Source text START

Though Ben is an orthopedic surgeon, I had to learn my husband is a public servant first and foremost. I know what it is like to have phone calls at 2 in the morning, on every holiday of the year, and on a rare day off. I know what it means to live life conjoined to a telephone and how family plans can evaporate like droplets in the sun. I know how sometimes the ring of the phone sounds grim like a ball and chain. I know what it is like to wish for temporary deafness. Being one of the sadder and wiser wives, I also know that loss of hearing would only delay the inevitable. People must be heard and people must be treated. There is a hurting world at our doorstep.
Understood. Frankly, it was a high improbability to be assigned a new unlisted phone number which the man of the house was so sought after. Yet, we came to possess by "accident" a special number that many desperate people dial hoping to reach that special someone, the Pastor.
It breaks my heart to listen to message after message.
"My brother passed away unexpectedly, I wanted to see if you could do the funeral service. Please call me back."
Though still recovering from childhood phone phobia, I did call them back and left a message on their machine to let the person know their pastor no longer had this number. I didn't want them to feel abandoned in their grief.
Death after death rings our phone. We have more funeral requests than weddings. Life is sad for the pastor's sheep that can't find their earthly shepherd. The church's recording supposedly gives out our phone number. The congregants are starting to wonder why the pastor is never in. I spoke to one raspy-voiced lady three times on the phone telling her this was not the pastor's home, she called back twenty more times over the next two weeks.
A man with a voice like a sad violin confided on our machine, "I am having some big problems. Going through a tough time, and I need to talk to you."
Sometimes, callers just assume that I am Peggy, the pastor's wife, and start telling me that maybe we should send flowers to so and so. I get calls from travellers at motels. I get calls from other pastors with foreign accents. This pastor was well-connected, but remains elusive.
I have come to see how every pastor is a public servant first and foremost, like my Ben. The similarities go on, a pastor is a binder of the broken, a defender of the weak, an authority in his field, a listening ear and a provider of counsel to diminish pain and suffering. Likewise, me thinks a pastor is most contacted after office hours.
Isn't it God's sense of humor to give us a pastor's number, so both phones can be ringing at once. As Ben tends to his patients, I wonder if I am suppose to have a praying ministry with these strangers on the phone that leave haunting cries for help. After all, under the new covenant, every single Christians is commissioned as "a chosen people, a royal priesthood, a holy nation, God's special possession, that you may declare the praises of him who called you out of darkness into his wonderful light." (1 Peter 2:9)
So if you call our house and ask to speak to the pastor, maybe one of these days I will say, "He's not here, but can I pray for you?"

Source text END
Material shown START

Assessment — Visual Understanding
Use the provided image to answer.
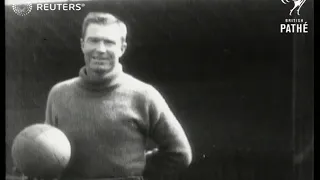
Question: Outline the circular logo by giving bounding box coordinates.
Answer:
[12,3,32,16]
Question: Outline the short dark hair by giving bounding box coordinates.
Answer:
[82,12,127,41]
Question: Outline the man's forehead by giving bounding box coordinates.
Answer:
[86,23,122,39]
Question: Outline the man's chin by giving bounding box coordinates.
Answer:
[92,66,111,74]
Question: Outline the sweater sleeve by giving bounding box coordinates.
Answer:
[44,85,57,126]
[144,88,192,180]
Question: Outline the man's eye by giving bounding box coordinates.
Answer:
[90,39,99,43]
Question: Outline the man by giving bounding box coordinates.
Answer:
[23,13,192,180]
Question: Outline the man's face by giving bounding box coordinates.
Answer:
[81,24,126,74]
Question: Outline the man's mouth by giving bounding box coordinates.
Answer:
[91,57,108,61]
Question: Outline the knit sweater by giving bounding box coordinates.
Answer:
[45,65,192,178]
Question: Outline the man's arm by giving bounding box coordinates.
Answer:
[44,85,58,126]
[145,88,192,180]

Material shown END

— Exercise goal —
In the piece about the pastor's phone number, rewrite the passage starting at "It breaks my" and ending at "next two weeks.", with "funeral" replaced by "memorial".

— Your response —
It breaks my heart to listen to message after message.
"My brother passed away unexpectedly, I wanted to see if you could do the memorial service. Please call me back."
Though still recovering from childhood phone phobia, I did call them back and left a message on their machine to let the person know their pastor no longer had this number. I didn't want them to feel abandoned in their grief.
Death after death rings our phone. We have more memorial requests than weddings. Life is sad for the pastor's sheep that can't find their earthly shepherd. The church's recording supposedly gives out our phone number. The congregants are starting to wonder why the pastor is never in. I spoke to one raspy-voiced lady three times on the phone telling her this was not the pastor's home, she called back twenty more times over the next two weeks.